List every line in the items below that contains the word "marble", copying each such line in full.

** Start of Extracted entries **

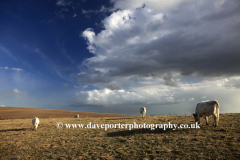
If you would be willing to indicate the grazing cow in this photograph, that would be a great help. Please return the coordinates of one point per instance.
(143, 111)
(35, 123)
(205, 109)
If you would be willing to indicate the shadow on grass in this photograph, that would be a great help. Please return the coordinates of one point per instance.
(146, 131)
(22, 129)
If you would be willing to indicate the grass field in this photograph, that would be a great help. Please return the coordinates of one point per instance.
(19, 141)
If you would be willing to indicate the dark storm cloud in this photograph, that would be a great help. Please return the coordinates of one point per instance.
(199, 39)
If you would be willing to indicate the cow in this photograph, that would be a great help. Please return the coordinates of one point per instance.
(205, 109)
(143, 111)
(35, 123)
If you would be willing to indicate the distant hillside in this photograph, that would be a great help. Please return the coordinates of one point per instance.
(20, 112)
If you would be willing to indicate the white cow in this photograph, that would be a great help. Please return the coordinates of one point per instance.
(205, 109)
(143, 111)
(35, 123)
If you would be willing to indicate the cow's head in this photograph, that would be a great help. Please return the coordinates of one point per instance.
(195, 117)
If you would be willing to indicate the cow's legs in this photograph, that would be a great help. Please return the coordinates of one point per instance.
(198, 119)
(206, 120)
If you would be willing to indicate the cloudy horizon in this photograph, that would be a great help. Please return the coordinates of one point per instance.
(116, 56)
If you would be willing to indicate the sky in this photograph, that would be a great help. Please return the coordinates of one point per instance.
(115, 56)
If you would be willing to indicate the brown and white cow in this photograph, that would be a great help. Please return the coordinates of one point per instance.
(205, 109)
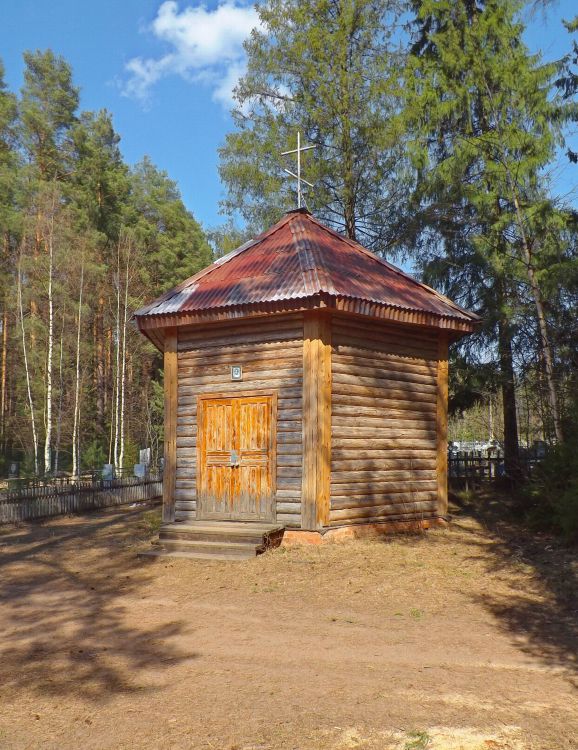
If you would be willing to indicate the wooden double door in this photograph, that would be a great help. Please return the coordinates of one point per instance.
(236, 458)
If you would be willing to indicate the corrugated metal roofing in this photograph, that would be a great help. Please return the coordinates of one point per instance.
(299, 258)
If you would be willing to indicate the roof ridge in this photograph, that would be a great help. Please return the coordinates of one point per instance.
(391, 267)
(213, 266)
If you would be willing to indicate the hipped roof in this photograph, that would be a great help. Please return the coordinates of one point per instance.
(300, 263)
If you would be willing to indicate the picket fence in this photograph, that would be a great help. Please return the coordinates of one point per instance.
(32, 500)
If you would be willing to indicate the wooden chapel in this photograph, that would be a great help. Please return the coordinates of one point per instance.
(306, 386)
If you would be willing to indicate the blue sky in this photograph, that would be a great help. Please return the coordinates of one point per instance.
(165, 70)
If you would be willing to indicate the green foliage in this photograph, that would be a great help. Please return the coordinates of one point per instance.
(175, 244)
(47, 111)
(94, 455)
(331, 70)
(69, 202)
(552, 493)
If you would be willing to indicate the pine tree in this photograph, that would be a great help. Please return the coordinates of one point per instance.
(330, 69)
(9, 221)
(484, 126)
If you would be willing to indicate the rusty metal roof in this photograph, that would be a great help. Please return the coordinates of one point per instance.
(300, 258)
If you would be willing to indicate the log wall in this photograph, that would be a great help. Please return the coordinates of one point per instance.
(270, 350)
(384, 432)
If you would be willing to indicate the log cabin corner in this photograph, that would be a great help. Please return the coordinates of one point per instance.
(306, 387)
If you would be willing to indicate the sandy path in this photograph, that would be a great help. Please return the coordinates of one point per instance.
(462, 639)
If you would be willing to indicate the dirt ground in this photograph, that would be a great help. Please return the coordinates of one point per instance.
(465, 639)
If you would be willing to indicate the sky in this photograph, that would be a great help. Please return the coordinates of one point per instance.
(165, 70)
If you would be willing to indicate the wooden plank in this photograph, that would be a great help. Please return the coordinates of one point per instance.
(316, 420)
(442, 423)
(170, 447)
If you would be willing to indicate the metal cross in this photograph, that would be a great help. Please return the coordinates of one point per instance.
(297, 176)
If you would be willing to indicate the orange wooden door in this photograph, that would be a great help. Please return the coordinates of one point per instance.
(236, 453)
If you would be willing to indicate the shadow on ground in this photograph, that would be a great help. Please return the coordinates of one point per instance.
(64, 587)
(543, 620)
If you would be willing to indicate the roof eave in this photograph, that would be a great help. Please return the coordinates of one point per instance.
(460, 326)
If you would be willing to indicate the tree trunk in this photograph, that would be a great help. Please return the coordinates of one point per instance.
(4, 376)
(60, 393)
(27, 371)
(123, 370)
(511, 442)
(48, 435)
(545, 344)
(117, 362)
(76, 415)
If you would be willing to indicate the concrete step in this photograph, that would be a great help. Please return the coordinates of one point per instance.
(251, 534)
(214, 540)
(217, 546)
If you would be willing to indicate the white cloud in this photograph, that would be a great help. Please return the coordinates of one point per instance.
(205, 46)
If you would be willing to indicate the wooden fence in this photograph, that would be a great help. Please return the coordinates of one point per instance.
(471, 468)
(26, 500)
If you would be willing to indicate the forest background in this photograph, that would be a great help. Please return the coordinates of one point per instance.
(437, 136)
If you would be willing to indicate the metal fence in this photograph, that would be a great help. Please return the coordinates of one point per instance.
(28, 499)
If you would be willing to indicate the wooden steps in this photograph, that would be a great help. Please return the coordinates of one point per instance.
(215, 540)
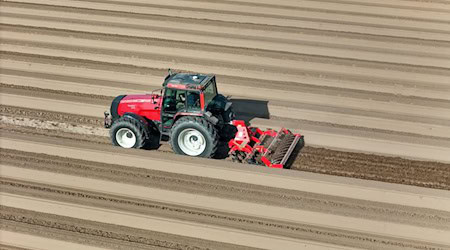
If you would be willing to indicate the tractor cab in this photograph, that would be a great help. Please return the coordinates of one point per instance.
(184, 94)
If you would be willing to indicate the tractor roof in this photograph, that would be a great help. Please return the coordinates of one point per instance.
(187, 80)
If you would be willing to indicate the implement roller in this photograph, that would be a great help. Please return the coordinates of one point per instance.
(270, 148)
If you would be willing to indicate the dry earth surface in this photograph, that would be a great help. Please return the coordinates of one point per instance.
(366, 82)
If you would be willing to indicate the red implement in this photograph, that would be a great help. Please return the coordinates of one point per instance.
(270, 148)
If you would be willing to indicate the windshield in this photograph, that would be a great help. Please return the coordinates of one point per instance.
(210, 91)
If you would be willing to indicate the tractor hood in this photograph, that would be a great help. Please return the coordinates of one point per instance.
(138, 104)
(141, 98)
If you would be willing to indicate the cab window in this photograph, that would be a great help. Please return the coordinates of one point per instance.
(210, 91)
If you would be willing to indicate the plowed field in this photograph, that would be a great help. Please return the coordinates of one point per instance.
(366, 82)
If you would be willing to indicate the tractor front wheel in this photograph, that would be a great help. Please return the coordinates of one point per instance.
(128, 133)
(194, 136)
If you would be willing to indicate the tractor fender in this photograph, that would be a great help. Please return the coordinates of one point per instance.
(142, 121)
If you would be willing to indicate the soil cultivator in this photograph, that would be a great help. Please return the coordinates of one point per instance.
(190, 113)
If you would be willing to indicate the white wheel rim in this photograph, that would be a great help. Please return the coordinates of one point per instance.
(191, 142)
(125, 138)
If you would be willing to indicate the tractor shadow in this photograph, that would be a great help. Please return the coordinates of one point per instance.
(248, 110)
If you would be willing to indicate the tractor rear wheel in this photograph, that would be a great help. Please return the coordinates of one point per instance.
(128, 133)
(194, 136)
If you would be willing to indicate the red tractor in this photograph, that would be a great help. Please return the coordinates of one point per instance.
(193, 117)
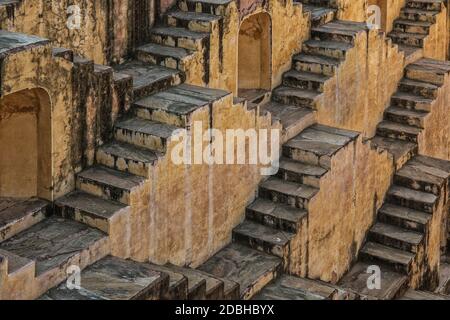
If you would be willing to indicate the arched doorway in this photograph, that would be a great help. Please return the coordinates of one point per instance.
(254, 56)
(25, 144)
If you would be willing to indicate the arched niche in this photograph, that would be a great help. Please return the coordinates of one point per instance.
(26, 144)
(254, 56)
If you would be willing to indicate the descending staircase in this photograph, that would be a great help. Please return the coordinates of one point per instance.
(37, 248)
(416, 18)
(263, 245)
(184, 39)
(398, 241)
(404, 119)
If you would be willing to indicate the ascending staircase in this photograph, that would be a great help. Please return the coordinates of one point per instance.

** End of Extracted entries **
** Start of Extracted entries **

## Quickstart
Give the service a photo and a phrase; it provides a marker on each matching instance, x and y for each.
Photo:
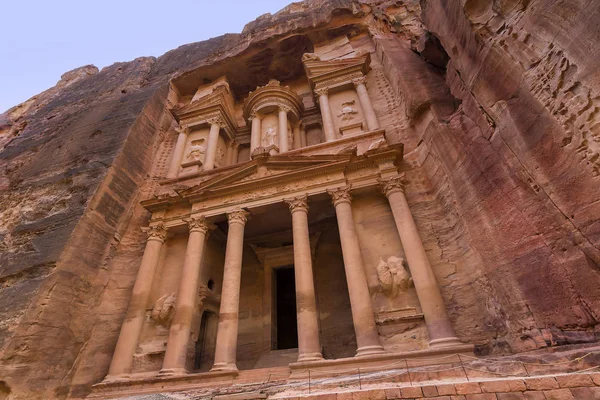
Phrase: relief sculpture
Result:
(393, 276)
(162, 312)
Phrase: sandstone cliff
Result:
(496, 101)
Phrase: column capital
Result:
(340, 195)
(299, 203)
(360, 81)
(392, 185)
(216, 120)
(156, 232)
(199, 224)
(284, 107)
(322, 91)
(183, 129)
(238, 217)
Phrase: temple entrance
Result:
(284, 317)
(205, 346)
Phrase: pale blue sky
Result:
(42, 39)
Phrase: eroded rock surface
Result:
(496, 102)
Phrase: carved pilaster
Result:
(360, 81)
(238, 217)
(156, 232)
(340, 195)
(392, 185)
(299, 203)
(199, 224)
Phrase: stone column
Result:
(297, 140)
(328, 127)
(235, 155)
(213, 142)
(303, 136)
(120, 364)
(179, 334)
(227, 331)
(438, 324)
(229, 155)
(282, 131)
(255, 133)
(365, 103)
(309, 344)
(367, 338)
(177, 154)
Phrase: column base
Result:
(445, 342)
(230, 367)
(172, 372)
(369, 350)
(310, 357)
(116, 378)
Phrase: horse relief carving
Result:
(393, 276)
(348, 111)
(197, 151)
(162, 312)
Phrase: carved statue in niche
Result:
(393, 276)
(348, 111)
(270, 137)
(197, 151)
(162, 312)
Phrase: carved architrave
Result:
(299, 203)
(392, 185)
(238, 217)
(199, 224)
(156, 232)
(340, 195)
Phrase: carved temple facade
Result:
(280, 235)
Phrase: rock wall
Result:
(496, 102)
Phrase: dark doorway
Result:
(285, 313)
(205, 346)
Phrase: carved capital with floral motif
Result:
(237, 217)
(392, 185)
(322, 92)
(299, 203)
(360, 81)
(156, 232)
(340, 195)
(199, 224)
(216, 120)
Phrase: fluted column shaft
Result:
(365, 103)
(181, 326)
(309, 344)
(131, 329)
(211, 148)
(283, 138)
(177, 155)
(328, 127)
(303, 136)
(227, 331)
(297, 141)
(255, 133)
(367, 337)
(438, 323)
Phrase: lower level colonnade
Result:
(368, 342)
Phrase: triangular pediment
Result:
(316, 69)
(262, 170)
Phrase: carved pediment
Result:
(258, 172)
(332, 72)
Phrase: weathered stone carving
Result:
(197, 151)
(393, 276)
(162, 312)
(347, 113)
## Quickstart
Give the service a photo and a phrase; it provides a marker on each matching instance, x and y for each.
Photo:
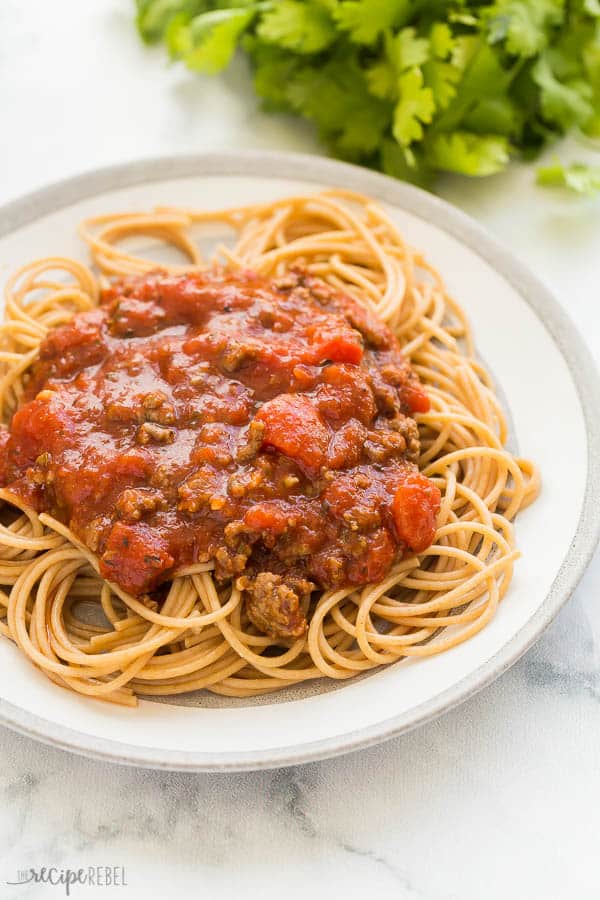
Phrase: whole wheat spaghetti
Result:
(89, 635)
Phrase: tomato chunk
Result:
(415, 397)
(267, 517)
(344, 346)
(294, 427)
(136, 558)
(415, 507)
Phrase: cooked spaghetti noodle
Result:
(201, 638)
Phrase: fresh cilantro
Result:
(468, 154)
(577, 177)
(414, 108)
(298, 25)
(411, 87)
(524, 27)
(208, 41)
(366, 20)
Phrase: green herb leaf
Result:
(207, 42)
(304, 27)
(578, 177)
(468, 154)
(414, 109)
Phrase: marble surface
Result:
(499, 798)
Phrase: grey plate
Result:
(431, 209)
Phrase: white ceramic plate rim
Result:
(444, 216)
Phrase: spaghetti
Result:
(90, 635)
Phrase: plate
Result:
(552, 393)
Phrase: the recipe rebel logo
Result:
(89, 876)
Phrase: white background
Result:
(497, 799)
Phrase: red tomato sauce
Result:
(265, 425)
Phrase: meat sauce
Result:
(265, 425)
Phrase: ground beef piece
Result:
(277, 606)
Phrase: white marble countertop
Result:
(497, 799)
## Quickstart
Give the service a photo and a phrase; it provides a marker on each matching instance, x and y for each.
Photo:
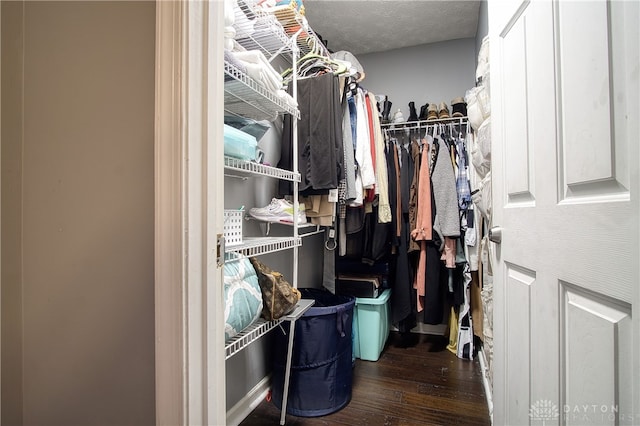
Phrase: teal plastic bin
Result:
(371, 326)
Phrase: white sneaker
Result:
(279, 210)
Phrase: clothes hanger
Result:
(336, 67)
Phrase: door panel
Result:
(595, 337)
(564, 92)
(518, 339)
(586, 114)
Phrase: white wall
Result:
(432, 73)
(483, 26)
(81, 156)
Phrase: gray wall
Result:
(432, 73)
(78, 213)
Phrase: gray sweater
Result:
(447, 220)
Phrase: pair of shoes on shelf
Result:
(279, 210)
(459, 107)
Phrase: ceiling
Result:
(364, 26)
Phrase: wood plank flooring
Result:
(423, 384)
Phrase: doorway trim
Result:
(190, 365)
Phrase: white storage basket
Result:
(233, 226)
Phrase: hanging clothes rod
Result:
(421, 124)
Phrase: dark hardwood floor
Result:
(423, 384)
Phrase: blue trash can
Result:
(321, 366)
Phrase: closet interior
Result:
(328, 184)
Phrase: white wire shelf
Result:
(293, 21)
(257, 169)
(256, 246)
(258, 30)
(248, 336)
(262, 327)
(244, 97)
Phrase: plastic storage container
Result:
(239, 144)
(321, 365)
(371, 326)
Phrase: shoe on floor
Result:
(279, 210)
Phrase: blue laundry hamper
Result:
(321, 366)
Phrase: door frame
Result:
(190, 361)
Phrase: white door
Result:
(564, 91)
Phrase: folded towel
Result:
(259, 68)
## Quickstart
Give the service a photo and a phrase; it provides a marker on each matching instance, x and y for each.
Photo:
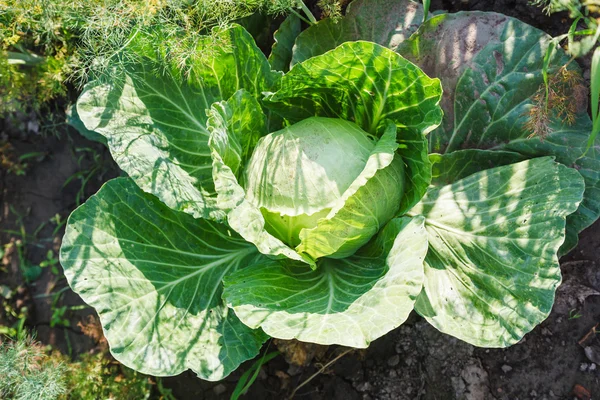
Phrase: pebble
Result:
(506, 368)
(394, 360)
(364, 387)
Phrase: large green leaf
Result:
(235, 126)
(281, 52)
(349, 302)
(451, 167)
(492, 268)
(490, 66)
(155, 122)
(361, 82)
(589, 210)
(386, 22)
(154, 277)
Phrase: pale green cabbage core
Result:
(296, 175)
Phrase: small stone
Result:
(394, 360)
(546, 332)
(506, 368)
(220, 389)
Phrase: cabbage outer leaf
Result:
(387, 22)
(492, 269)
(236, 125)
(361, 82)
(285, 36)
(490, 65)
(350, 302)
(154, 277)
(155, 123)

** End of Extracted entries **

— Output for this task —
Phrase: marble surface
Phrase: white marble countertop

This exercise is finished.